**Problem description:**
In every item below, replace "locate" with "find" and reproduce everything else unchanged.
>> Begin Data provided
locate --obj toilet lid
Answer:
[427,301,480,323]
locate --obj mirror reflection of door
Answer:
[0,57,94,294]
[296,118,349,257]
>> End Data provided
**Task output:**
find --obj toilet lid
Answer:
[427,301,480,323]
find --obj mirror reflection of door
Answer:
[0,57,94,294]
[296,118,349,257]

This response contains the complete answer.